Render the material as a numbered list, starting at its first line and stopping after the line that contains "M 27 0 L 44". Omit blank lines.

# EXCERPTED DATA start

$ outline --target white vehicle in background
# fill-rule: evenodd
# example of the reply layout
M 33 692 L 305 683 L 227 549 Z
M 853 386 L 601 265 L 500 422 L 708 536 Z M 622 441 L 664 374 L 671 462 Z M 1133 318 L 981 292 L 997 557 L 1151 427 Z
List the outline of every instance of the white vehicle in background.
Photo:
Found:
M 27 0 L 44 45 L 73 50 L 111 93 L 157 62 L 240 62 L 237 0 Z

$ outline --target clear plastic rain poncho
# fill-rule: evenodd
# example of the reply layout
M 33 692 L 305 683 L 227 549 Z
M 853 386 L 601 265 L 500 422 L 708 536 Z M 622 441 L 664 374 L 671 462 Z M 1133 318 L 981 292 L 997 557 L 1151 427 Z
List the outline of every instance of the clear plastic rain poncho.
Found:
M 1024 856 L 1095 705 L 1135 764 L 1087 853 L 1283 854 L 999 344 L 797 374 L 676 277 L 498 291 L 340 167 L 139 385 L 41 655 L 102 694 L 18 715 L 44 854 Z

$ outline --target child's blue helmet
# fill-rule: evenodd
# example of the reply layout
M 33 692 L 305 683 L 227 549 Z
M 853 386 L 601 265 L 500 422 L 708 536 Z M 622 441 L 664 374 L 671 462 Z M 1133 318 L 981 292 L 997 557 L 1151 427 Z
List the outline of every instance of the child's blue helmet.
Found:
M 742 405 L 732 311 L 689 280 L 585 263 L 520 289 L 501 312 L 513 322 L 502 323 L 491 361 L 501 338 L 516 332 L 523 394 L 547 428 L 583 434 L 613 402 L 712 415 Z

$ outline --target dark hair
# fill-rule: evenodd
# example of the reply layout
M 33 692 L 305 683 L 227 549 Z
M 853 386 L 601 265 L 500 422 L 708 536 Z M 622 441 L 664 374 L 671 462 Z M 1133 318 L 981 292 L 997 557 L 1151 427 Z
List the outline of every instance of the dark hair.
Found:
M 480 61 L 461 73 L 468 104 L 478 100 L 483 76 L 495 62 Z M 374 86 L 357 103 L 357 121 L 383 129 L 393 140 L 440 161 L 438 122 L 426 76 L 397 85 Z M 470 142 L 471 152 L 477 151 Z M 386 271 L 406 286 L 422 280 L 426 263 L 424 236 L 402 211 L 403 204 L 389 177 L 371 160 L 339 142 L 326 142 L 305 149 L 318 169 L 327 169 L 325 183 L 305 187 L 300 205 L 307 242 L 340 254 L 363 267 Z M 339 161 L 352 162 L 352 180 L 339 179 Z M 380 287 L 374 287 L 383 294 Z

# EXCERPTED DATA end

_ANSWER TO THIS TASK:_
1. $ outline --target white vehicle in background
2. # fill-rule: evenodd
3. # example of the reply layout
4. M 33 692 L 305 683 L 227 549 Z
5. M 853 386 L 601 265 L 500 422 L 708 536 Z M 622 441 L 664 374 L 671 462 Z M 1133 318 L 981 292 L 997 557 L 1151 427 Z
6. List the outline of every instance of the white vehicle in background.
7. Photo:
8. Found:
9. M 27 0 L 44 45 L 73 50 L 111 93 L 157 62 L 240 62 L 237 0 Z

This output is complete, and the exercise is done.